INFORMATION GIVEN:
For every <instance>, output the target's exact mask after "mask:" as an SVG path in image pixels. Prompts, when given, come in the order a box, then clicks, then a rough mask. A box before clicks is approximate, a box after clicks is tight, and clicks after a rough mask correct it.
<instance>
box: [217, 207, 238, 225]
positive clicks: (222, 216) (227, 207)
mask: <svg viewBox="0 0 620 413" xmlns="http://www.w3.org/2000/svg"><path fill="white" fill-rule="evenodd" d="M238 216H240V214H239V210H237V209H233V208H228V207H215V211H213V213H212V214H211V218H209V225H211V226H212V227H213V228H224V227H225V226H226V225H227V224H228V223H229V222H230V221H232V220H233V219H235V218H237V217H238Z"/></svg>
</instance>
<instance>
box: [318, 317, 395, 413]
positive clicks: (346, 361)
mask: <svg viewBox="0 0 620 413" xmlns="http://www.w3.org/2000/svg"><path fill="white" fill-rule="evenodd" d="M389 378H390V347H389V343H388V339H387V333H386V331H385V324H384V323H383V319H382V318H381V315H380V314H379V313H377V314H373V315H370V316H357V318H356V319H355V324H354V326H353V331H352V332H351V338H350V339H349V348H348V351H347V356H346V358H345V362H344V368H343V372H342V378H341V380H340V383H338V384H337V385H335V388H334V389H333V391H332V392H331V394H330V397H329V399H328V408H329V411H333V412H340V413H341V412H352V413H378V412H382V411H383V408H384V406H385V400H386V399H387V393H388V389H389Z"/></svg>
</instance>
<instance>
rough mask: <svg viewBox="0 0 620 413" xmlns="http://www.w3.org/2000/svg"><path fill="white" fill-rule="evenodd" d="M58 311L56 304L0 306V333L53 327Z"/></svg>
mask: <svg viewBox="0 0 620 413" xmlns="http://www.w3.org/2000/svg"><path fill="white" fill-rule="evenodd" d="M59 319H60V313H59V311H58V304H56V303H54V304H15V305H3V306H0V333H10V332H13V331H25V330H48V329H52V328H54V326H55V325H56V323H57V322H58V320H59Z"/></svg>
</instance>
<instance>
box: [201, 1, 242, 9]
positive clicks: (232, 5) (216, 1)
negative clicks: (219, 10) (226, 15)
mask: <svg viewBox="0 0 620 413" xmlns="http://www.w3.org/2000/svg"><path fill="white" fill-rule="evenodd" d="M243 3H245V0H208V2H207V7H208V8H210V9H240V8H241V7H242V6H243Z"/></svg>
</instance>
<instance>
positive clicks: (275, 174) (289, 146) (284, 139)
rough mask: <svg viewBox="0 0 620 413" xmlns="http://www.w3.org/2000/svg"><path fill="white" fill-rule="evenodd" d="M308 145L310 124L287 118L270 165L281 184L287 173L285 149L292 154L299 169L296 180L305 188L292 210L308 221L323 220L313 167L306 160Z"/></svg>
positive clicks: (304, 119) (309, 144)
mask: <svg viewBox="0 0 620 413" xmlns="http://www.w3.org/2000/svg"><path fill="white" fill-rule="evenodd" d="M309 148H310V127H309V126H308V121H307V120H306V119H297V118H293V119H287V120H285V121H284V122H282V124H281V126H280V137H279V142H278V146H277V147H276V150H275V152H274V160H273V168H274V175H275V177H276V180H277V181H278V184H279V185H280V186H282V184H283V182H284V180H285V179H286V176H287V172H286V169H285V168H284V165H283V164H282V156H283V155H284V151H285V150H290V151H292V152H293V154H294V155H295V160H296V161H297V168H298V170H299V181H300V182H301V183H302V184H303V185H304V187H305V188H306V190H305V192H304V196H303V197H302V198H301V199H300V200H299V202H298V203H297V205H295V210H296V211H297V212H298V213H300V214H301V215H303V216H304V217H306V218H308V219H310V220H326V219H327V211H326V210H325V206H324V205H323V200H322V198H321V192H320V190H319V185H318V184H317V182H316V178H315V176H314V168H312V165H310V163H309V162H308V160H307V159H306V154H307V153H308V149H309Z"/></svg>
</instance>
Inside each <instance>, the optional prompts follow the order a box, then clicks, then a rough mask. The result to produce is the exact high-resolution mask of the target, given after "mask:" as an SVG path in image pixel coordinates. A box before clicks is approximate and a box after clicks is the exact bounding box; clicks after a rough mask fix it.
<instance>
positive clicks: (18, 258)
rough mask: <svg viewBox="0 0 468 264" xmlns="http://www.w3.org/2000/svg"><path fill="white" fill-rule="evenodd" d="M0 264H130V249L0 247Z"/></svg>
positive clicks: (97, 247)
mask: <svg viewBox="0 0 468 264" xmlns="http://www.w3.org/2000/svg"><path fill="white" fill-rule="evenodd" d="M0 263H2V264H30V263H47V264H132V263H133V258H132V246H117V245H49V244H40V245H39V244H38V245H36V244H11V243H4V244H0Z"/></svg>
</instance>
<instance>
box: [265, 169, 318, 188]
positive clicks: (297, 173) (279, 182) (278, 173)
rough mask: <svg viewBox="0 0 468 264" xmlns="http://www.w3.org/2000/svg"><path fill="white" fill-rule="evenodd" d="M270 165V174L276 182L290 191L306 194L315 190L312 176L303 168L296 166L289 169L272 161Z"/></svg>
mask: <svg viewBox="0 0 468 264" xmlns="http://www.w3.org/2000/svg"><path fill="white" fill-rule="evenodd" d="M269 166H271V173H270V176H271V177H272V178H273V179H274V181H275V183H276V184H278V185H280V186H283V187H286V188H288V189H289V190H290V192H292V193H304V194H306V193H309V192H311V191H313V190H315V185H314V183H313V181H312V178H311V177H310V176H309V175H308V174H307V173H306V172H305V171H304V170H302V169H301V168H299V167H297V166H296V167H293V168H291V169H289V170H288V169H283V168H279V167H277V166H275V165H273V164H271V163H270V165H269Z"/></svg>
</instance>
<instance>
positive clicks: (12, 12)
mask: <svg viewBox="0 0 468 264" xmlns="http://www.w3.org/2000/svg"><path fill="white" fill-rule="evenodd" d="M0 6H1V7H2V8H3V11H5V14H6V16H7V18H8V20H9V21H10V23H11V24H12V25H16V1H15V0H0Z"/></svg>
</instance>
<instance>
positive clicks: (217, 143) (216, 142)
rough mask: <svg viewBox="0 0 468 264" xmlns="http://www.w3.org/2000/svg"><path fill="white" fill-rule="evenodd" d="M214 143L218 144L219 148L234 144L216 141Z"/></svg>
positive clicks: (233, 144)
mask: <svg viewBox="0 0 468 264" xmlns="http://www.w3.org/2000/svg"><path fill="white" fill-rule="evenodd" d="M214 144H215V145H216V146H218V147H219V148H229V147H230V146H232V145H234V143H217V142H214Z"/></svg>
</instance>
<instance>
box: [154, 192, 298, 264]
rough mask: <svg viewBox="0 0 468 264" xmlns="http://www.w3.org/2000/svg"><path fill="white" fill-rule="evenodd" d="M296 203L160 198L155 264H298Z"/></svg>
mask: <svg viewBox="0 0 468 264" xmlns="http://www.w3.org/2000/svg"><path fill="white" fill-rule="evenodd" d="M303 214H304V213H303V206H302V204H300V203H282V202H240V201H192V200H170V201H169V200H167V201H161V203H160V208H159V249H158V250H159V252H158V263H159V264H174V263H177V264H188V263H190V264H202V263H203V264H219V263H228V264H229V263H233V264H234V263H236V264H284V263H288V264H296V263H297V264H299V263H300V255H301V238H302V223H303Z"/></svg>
--
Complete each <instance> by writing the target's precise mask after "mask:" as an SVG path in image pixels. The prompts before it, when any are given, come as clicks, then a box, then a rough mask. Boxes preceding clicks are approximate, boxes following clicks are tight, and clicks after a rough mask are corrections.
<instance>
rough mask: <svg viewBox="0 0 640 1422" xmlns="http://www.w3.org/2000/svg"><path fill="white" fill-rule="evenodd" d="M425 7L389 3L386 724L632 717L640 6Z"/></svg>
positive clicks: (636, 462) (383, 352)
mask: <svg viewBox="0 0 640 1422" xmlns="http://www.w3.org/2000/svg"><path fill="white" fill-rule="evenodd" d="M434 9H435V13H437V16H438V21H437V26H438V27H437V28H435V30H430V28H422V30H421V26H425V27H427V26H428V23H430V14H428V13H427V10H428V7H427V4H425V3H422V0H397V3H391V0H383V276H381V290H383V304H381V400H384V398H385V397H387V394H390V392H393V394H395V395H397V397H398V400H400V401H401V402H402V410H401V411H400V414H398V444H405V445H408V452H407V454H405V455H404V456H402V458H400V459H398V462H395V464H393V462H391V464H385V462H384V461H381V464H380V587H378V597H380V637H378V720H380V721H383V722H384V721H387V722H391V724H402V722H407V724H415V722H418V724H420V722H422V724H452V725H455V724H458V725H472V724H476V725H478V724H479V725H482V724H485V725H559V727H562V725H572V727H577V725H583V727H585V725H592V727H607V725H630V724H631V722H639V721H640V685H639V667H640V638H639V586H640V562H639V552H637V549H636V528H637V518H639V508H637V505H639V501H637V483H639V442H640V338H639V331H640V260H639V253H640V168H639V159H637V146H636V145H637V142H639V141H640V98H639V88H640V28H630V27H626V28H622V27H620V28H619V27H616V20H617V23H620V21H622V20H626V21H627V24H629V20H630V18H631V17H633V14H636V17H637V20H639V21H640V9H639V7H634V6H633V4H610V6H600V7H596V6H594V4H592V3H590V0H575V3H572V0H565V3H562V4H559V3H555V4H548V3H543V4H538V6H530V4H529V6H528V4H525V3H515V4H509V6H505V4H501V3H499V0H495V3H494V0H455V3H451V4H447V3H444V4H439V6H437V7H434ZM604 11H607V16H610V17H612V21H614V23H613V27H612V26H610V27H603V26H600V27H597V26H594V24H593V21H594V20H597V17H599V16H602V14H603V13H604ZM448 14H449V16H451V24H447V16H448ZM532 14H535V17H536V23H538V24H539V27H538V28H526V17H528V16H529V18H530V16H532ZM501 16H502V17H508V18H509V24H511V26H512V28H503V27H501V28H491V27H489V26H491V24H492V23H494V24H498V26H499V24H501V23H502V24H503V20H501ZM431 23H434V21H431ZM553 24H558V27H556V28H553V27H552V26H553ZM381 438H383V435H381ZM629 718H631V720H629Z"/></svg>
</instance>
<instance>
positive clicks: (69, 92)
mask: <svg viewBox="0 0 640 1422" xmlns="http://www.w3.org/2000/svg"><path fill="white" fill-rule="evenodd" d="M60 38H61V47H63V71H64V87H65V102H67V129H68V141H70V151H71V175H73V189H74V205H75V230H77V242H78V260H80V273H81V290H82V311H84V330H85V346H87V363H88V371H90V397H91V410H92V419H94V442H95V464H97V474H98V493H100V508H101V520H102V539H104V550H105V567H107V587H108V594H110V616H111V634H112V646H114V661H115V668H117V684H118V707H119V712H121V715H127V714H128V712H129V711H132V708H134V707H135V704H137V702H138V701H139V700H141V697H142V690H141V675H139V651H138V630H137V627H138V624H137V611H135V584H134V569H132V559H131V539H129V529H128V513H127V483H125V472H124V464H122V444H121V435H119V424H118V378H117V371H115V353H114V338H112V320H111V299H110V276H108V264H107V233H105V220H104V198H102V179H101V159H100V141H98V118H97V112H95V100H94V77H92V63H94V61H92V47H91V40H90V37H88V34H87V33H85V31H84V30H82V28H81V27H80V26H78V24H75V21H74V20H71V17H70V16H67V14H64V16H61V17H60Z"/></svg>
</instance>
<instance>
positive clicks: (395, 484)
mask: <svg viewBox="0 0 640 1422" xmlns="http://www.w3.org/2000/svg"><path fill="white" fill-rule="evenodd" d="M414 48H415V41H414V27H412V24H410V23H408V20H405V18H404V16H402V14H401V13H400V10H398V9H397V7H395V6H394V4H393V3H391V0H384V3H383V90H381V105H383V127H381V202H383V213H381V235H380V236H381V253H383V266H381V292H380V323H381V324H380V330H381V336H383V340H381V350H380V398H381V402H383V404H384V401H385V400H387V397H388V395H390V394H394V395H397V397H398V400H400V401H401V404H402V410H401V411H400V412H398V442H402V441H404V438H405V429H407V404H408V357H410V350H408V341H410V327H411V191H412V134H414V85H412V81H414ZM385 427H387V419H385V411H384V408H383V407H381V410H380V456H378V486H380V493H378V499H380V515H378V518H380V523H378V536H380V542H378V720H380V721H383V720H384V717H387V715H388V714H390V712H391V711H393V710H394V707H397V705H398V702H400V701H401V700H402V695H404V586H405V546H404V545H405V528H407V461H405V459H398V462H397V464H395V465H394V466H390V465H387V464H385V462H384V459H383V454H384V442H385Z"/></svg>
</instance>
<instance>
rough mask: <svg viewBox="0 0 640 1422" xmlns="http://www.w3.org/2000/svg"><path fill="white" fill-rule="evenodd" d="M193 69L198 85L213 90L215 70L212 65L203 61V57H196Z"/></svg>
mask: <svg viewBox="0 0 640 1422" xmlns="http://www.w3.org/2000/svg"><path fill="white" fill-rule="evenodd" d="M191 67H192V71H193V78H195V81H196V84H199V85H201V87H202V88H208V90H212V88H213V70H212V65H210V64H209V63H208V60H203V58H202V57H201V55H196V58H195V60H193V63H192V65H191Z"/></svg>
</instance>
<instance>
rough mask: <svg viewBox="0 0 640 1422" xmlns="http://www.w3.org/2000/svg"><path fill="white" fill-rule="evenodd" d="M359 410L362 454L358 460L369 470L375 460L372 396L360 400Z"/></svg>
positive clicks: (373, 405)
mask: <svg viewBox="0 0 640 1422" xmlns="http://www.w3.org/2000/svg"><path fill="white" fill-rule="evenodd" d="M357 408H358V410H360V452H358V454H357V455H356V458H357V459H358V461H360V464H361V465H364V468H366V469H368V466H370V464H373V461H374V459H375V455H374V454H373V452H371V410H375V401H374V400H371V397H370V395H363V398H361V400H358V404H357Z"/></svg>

YOUR INSTRUCTIONS:
Where in the listing does the string "image" appear? Copy every line that has it.

OUTPUT FOR THIS TASK:
For every <instance>, output the target's exact mask after "mask:" as an SVG path in image pixels. Prompts, when given, come in the order a box, then clicks, then a rough mask. A box before clicks is approximate, a box after clicks is tight, and clicks after a rough mask correct it.
Inside each <instance>, the optional prompts follow the order a box, then clicks, then a rough mask. The result to produce is the exact high-resolution mask of the target, given after "mask:" as an SVG path in image pixel coordinates. A box before clicks is approximate and a box after clicks is the exact bounding box; clicks after a rough mask fix it.
Complete each <instance> by writing the target's precise mask after "mask:" as an SVG path in image pixels. The prompts before it, when any are given, come as clicks, then a box, then a rough mask. Boxes preceding clicks are approximate, boxes following clicks are tight, and clicks after a rough mask are corrections.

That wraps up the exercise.